▸ **LISTED RECORDS**
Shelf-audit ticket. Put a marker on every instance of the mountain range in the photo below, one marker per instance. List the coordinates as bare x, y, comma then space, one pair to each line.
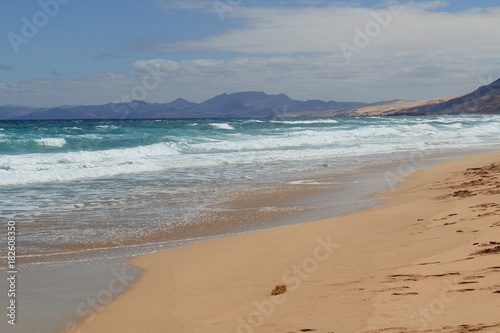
484, 100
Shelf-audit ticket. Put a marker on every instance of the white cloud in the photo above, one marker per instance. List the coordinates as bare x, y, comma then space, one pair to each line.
416, 53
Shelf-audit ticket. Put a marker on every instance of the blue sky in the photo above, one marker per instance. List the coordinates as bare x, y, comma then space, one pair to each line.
93, 52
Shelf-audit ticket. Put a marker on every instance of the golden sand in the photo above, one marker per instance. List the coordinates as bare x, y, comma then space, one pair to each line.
427, 260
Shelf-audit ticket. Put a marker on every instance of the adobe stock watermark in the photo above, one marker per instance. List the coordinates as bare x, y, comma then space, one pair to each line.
372, 29
227, 6
31, 26
126, 103
428, 314
92, 305
292, 278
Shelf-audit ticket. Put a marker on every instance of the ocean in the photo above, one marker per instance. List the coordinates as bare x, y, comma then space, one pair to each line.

▸ **WHAT IS REQUIRED**
Keep each line of the records exactly as it is while transcribing them, but leave the images behind.

▸ **TASK ANSWER**
Shelf-audit ticket. Put a marker on every instance of the mountain range in the photo below, one marker per instance. List the coordinates as bare x, y, comma then space, one pair to each line.
484, 100
Shelf-audit ticket. Put a marker on every instance of the white cloud in the photo above, one marker per instance. List the coordinates as bare x, y, comma then space, one pair to each line.
416, 53
Shelf-audit ticket. Put a marker on every instance of the blue sky in the photo above, one marker per instance. List the coordinates as bare x, y, comma then space, one pair to each line.
93, 52
Shelf-audit ticket. Put a marker on every instance of the golden sand in the photo above, one marker per instance. List the coordinates as bare x, y, comma then space, one pair to each line.
427, 260
Shelf-audit ticket. Put a marker on every instance of the adobe stock watermark in the photo above, one marker per instance. List the coordinates as bare x, y, comma then space, one pair to each line.
372, 29
227, 6
31, 26
126, 103
428, 314
92, 305
292, 278
Shelf-audit ticket. Put a marker on every instance of the ocean in the photo above, one marker per instance. List the coordinates as bare x, y, comma then space, one pair to each line.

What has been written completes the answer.